* **TASK DIRECTIONS**:
Write out the entire listing below exactly as it appears, minus any pictures.
———
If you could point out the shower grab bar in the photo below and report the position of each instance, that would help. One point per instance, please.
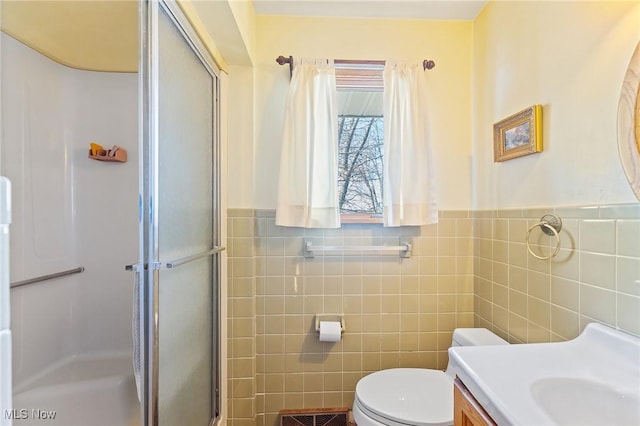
(309, 249)
(177, 262)
(47, 277)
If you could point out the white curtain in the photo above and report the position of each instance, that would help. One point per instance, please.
(308, 187)
(409, 189)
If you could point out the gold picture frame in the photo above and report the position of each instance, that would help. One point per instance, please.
(518, 135)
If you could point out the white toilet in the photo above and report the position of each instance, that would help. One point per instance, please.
(414, 396)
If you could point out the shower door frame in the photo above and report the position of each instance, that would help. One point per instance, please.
(149, 266)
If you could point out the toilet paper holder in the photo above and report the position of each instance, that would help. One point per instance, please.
(330, 317)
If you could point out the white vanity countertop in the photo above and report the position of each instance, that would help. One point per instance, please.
(592, 379)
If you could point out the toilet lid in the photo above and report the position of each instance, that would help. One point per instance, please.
(407, 396)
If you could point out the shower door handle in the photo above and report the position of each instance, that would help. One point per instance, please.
(175, 263)
(182, 261)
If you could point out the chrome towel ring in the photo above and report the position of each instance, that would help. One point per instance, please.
(551, 225)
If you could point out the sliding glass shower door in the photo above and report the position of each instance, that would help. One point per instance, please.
(179, 222)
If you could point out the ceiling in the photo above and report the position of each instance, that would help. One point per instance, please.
(412, 9)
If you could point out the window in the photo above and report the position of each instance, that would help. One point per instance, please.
(360, 143)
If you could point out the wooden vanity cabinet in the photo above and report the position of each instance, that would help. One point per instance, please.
(466, 410)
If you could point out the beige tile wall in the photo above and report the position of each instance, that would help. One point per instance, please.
(594, 277)
(470, 268)
(398, 312)
(241, 362)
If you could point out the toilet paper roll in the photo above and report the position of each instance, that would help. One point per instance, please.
(330, 331)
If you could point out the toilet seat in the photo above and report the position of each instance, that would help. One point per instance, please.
(405, 396)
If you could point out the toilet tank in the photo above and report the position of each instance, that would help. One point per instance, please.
(475, 337)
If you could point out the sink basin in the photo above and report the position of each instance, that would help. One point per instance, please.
(593, 379)
(585, 402)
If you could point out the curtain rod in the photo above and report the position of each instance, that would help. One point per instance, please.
(427, 64)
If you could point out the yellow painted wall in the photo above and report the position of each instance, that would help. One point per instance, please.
(571, 58)
(448, 43)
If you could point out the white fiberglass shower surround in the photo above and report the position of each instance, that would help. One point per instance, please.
(158, 213)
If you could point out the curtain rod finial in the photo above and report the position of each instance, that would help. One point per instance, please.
(428, 64)
(282, 60)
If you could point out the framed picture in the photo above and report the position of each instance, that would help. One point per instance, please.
(518, 135)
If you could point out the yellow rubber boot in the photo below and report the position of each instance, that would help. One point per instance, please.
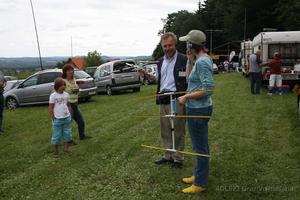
(189, 180)
(194, 189)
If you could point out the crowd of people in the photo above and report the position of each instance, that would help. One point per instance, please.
(189, 76)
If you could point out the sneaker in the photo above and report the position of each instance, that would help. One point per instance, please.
(189, 180)
(176, 164)
(163, 161)
(194, 189)
(55, 155)
(72, 142)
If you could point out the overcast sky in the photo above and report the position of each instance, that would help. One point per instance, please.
(112, 27)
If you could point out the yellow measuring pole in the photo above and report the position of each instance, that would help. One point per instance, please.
(176, 116)
(173, 93)
(183, 152)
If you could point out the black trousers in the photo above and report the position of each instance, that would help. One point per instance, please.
(255, 79)
(1, 110)
(77, 116)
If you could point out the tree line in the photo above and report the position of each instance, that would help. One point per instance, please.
(230, 16)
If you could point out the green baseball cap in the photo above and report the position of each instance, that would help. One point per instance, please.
(194, 36)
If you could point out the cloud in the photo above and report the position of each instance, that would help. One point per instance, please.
(113, 27)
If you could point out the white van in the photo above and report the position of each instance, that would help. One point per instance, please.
(116, 76)
(287, 44)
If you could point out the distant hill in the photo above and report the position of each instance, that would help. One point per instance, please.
(50, 62)
(29, 62)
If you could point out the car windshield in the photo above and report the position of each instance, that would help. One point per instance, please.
(122, 67)
(81, 74)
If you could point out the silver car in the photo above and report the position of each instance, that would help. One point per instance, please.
(116, 76)
(37, 88)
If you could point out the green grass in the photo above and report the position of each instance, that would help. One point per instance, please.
(254, 142)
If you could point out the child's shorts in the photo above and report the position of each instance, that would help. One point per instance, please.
(61, 129)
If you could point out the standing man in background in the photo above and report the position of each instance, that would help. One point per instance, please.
(2, 85)
(255, 72)
(171, 77)
(275, 76)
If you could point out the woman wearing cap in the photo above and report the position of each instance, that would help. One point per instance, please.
(198, 103)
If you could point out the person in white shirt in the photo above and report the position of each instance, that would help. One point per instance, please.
(60, 111)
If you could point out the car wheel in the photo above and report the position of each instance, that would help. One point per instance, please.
(108, 90)
(137, 89)
(11, 103)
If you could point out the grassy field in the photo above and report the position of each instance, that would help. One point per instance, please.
(254, 142)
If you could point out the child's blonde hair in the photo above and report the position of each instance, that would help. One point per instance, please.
(58, 83)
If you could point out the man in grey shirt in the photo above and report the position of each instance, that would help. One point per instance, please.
(255, 72)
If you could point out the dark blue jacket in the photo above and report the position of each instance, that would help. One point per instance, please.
(180, 65)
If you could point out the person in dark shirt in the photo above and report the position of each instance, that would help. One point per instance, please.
(275, 76)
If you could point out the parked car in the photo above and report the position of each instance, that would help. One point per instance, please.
(116, 76)
(91, 70)
(37, 88)
(11, 84)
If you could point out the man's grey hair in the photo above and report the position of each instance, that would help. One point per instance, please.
(168, 35)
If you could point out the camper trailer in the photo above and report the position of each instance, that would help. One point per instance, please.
(285, 43)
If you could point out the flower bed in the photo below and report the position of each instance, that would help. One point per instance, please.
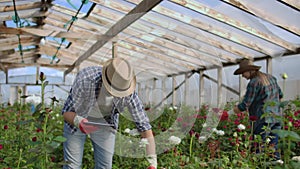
(185, 138)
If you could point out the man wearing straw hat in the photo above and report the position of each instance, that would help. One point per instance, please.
(261, 100)
(92, 108)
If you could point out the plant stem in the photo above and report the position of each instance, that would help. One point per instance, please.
(191, 144)
(20, 157)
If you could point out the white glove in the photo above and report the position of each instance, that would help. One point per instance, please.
(152, 159)
(77, 120)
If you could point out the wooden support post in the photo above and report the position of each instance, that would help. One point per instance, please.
(147, 99)
(1, 96)
(37, 75)
(6, 76)
(269, 65)
(163, 86)
(114, 49)
(174, 90)
(219, 94)
(186, 90)
(241, 89)
(201, 88)
(154, 93)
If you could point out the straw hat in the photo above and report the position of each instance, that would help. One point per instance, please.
(118, 77)
(246, 65)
———
* **SOLUTION FOR THIS PROBLEM**:
If you could point out the shower grab bar in the photo below and report the position of each instance, that would help. One point per instance, please.
(309, 249)
(177, 262)
(47, 277)
If you could point out the white curtain in the photo above and report the position of each instance, that would help. One point per instance, please.
(308, 187)
(409, 189)
If you could point out the gold picture frame in the photo above and report the position of each instance, that would help. One point per instance, please.
(518, 135)
If you could point out the white toilet in the photo above and report the position of each instance, that would help. One point per instance, please.
(414, 396)
If you could point out the shower door frame in the photo above and report the position of each instance, that would help. One point per instance, please.
(149, 266)
If you could point out the toilet paper holder in the photo above and report the position of each instance, that would help. One point per instance, please.
(330, 317)
If you could point out the white vanity countertop in the photo above and report the position of each instance, that would help. One point per instance, please.
(592, 379)
If you could point out the toilet lid in the photo above and report the position of each instance, that would help. One point per instance, please.
(407, 396)
If you could point out the shower door handle in the photo above and report the position of each instance, that would help. One point per instance, please.
(175, 263)
(182, 261)
If you could point out the chrome towel ring in the photo above and report the position of each instance, that would help. One point per instance, please.
(551, 225)
If you could point out the sliding glass shower door in the photo above and report the position of each instance, that would help. One point per instance, please.
(179, 222)
If you could point out the ceiling in the photo above and report the position of each instance, that would help. One point per instance, please.
(412, 9)
If you could point out the window in the photo above and report the position of each instance, that would help. One point per instance, please.
(360, 143)
If you could point out the wooden vanity cabinet in the photo above and report the position of each instance, that would help. One point per instance, please.
(466, 410)
If you could point out the beige tile wall in the photo above and report the position of each instance, that would help. One point per instance, please.
(594, 277)
(470, 268)
(398, 312)
(241, 362)
If you could point out the toilet paper roll in the photo above and report the position of each instance, that would help. One point per instance, please.
(330, 331)
If you could point out the toilet seat in the photo above and report the position of each instance, that would help. One point per instance, please.
(405, 396)
If you could point out the toilet tank in the photo above and report the position of each instance, that would help. One point per instance, please.
(475, 337)
If you could point out the sink basin in the photo above and report the position of each instance, that would help. One point per instance, please.
(593, 379)
(585, 402)
If you could point out the curtain rod in the photo above and report the position of each instance, that would help. One point per instance, please.
(427, 64)
If you could point out the yellow painted wall in the photo above and report the position of each instance, that would help. One point per instance, please.
(571, 58)
(448, 43)
If you could point out the white fiberglass shower surround in the photo above and report the position of each instance, that would help. One point per instance, please.
(158, 213)
If you could point out the curtain rod finial in the photo above and report the position of each instance, that would help. One point per instance, please.
(428, 64)
(282, 60)
If you could point out the framed picture in the photo above and report the position of each instance, that would help. One point per instance, please.
(518, 135)
If you could point out the yellow rubber boot in the photo below and report the position of each instance, that would help. One point per instance, please.
(189, 180)
(194, 189)
If you could point out the crowd of people in the photo above and report the position of each instance, that would help. One point per instance, please.
(189, 76)
If you could point out the sneaker in the photo above and report the position of each instance, that would help. One point per instance, please.
(189, 180)
(176, 164)
(163, 161)
(194, 189)
(55, 155)
(72, 142)
If you could point out the overcast sky in the photo above and report the position of each instance, that would help. One point per instance, please.
(112, 27)
If you could point out the yellow measuring pole in the photo above and report the position of each instance, that would help. One point per instance, please.
(176, 116)
(173, 93)
(183, 152)
If you could point out the black trousers in the photo above and report the position of each instance, that would help. One point per instance, please.
(255, 79)
(1, 110)
(77, 116)
If you could point out the tree line in the photo above and report the position of each instance, that would help. One point per instance, please.
(230, 16)
If you could point out the green baseball cap in the photo above and report the position of each instance, that would help. One point per instance, please.
(194, 36)
If you could point out the cloud in the photo above and report the position of each instance, that would help. One point per instance, please.
(113, 27)
If you could point out the white van in the photo above and report the position of each instance, that would help. One point per instance, please.
(116, 76)
(287, 44)
If you could point out the distant hill in the photo above and report the position of each instance, that would help. One point per instance, please.
(50, 62)
(29, 62)
If you could point out the car windshield in the photo above and report the position of each instance, that would help. One point per instance, please.
(122, 67)
(81, 74)
If you could point out the silver car in the photo above and report the position of each instance, that would help. One point per instance, please.
(116, 76)
(37, 88)
If you could point out the green grass in the photo above and report the position of each instance, that would help. One point per instance, please.
(254, 142)
If you could point out the child's shorts in the photo above and report the position of each instance, that would help. One point per instance, please.
(61, 129)
If you could point out the standing man in background in the photo above and report the position of each instance, that would help. One point per instance, please.
(2, 85)
(255, 72)
(171, 77)
(275, 76)
If you could point out the woman wearing cap in the photo above and report the position of each instance, that would help. One point per instance, please.
(198, 103)
If you could point out the person in white shirt in the photo above and report the position of each instance, that would help. One point per instance, please.
(60, 111)
If you could point out the car wheel in the photo above and report the position of each instance, that would help. One point per instance, please.
(108, 90)
(137, 89)
(11, 103)
If you could point out the grassy field in the photo above and report the position of each instance, that would help. One point per instance, please.
(254, 142)
If you could point out the child's blonde hair in the photo above and report the position of each instance, that would help. One point per instance, please.
(58, 83)
If you could point out the man in grey shirt in the photo above and report the position of each instance, that would help. One point per instance, please.
(255, 72)
If you could point out the dark blue jacket in the photo above and report the position of each instance, that would help. One point per instance, please.
(180, 65)
If you could point out the person in dark shirt in the photo above and report the position of each instance, that would help. One point per instance, please.
(275, 76)
If you could point out the parked car in the photo above and report the position of each instance, that would help. One point per instance, please.
(116, 76)
(91, 70)
(37, 88)
(11, 84)
If you could point out the man's grey hair in the photo above and report the position of each instance, that would help. One point per instance, please.
(168, 35)
If you could point out the camper trailer in the photo above and report the position of each instance, that would help. One point per instance, please.
(285, 43)
If you could point out the flower bed in the photo below and report the position of each instance, that would help. One point per instance, please.
(185, 138)
If you could point out the man wearing straw hat in the photo above and report the position of each instance, that would help. One point per instance, please.
(261, 100)
(92, 108)
If you could point out the plant stem in the photo above and report the position of each instance, that would help. One point per instance, please.
(191, 144)
(20, 157)
If you could point out the white glove in the photo above and report the position of each instance, that would help. One point per instance, please.
(152, 159)
(77, 120)
If you could point out the wooden support post in the photo above and report the position of each instance, that would help. One point per instance, please.
(147, 99)
(1, 96)
(37, 75)
(6, 76)
(269, 65)
(163, 86)
(114, 49)
(174, 90)
(219, 94)
(186, 90)
(241, 89)
(201, 88)
(154, 93)
If you could point out the straw hat in the photo above and report the position of each instance, that would help. One point per instance, please.
(118, 77)
(246, 65)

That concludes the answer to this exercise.